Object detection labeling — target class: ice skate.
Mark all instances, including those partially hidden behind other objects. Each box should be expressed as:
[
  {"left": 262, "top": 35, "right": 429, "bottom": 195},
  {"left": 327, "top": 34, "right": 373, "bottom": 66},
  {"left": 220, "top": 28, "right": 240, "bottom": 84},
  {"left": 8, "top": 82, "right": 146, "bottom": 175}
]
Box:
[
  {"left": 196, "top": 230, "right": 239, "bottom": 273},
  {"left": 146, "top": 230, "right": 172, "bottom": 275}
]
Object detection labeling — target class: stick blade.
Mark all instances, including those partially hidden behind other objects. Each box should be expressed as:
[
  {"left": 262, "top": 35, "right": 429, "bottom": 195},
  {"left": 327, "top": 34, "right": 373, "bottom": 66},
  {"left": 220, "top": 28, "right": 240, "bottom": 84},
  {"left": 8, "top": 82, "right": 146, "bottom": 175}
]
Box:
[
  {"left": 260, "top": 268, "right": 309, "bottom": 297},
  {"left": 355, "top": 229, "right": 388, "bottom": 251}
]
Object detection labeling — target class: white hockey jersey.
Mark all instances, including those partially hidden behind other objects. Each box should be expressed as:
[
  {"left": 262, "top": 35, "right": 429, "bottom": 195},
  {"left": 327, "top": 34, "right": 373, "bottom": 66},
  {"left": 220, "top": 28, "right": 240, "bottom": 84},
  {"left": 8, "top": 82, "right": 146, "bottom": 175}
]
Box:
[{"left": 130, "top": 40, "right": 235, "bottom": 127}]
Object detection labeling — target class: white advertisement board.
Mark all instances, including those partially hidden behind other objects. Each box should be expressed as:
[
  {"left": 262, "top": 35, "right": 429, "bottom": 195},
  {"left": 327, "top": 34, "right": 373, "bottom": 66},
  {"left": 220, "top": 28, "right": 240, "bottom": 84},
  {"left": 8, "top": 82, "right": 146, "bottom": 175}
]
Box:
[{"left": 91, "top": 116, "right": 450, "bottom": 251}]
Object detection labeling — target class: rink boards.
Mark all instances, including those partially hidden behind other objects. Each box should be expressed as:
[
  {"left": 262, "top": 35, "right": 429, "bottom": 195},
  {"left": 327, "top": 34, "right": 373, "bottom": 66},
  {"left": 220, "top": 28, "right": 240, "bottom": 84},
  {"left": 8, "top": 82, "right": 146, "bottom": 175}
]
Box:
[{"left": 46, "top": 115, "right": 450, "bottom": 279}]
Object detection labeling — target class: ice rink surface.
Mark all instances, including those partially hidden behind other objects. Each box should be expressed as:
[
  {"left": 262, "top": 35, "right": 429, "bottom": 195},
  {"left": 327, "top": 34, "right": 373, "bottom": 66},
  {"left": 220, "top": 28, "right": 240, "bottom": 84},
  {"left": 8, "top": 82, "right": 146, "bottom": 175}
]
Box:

* Exercise task:
Go back to the listing above and please repeat it exactly.

* Task answer:
Object detection labeling — target class: ice skate.
Mark all instances, including those partially hidden behind other objects. Each box should be expressed as:
[
  {"left": 262, "top": 35, "right": 429, "bottom": 195},
  {"left": 327, "top": 34, "right": 373, "bottom": 66},
  {"left": 220, "top": 28, "right": 240, "bottom": 84},
  {"left": 8, "top": 82, "right": 146, "bottom": 175}
]
Box:
[
  {"left": 196, "top": 230, "right": 239, "bottom": 273},
  {"left": 146, "top": 230, "right": 172, "bottom": 275}
]
Object detection labeling — target class: stick blade.
Mark all instances, including those partially hidden behind other objects. Each box should be expressed as:
[
  {"left": 262, "top": 35, "right": 429, "bottom": 195},
  {"left": 327, "top": 34, "right": 373, "bottom": 66},
  {"left": 220, "top": 28, "right": 240, "bottom": 84},
  {"left": 8, "top": 82, "right": 146, "bottom": 175}
]
Box:
[
  {"left": 260, "top": 268, "right": 309, "bottom": 297},
  {"left": 355, "top": 229, "right": 388, "bottom": 251}
]
Object detection labeling — target class: white hockey jersey.
Mark all instances, including those partially hidden behind other objects. Each box should be expressed as:
[
  {"left": 262, "top": 35, "right": 429, "bottom": 195},
  {"left": 327, "top": 34, "right": 373, "bottom": 66},
  {"left": 220, "top": 28, "right": 240, "bottom": 84},
  {"left": 8, "top": 82, "right": 146, "bottom": 175}
]
Box:
[{"left": 130, "top": 40, "right": 235, "bottom": 127}]
Object detection labeling — target class: white advertisement board.
Mark all instances, including those partially hidden behind other objects. Each box should be expressed as:
[
  {"left": 262, "top": 35, "right": 429, "bottom": 195},
  {"left": 327, "top": 34, "right": 373, "bottom": 66},
  {"left": 220, "top": 28, "right": 240, "bottom": 84},
  {"left": 8, "top": 82, "right": 146, "bottom": 175}
]
Box:
[{"left": 91, "top": 116, "right": 450, "bottom": 251}]
Object detection labeling — target class: rink boards.
Mark all instances, including those partially hidden behind other objects. Each box should be expressed as:
[
  {"left": 262, "top": 35, "right": 429, "bottom": 195},
  {"left": 327, "top": 34, "right": 373, "bottom": 66},
  {"left": 220, "top": 28, "right": 240, "bottom": 84},
  {"left": 8, "top": 82, "right": 146, "bottom": 175}
]
Box:
[{"left": 46, "top": 115, "right": 450, "bottom": 279}]
Object detection labeling — target class: ice rink surface.
Mark all instances, including those partially hidden behind other objects. Each box should be expressed as:
[
  {"left": 262, "top": 35, "right": 429, "bottom": 195},
  {"left": 327, "top": 34, "right": 373, "bottom": 66},
  {"left": 220, "top": 28, "right": 240, "bottom": 84},
  {"left": 8, "top": 82, "right": 146, "bottom": 175}
]
Box:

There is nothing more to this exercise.